GIVEN TASK >>
Retype every one of the records below verbatim, leaving out the pictures.

INPUT RECORDS >>
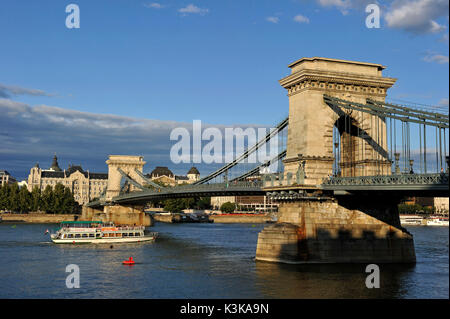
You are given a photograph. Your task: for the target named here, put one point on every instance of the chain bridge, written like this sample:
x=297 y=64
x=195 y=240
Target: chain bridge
x=346 y=158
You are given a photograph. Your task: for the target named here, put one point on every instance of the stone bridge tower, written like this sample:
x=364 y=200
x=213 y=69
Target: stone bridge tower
x=326 y=227
x=128 y=164
x=311 y=120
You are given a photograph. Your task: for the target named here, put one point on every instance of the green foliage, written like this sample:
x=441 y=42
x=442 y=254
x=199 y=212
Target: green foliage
x=56 y=201
x=24 y=200
x=228 y=207
x=35 y=201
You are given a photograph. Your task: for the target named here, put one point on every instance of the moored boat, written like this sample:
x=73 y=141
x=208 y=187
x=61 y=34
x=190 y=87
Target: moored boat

EXERCISE RESULT >>
You are given a photograph. Your task: for the target named here, put one point on every instance of the chain bridge, written like this sample:
x=297 y=64
x=195 y=240
Target: chain bridge
x=346 y=158
You are given a photograph. Your task: for the target named here, put one point on every instance of the stone bridge tower, written like this sample:
x=364 y=200
x=213 y=69
Target: stone bridge tower
x=326 y=227
x=128 y=164
x=311 y=120
You are given a photograph. Your task: for the target named here, put one point on every instance of the green foliage, written like this sample:
x=441 y=42
x=442 y=254
x=199 y=212
Target: green foliage
x=56 y=201
x=24 y=200
x=228 y=207
x=35 y=201
You are given a photograph. Your task: for the target named here, put one point on every instance of the moored boat, written like this sample:
x=73 y=141
x=208 y=187
x=61 y=34
x=190 y=87
Target: moored boat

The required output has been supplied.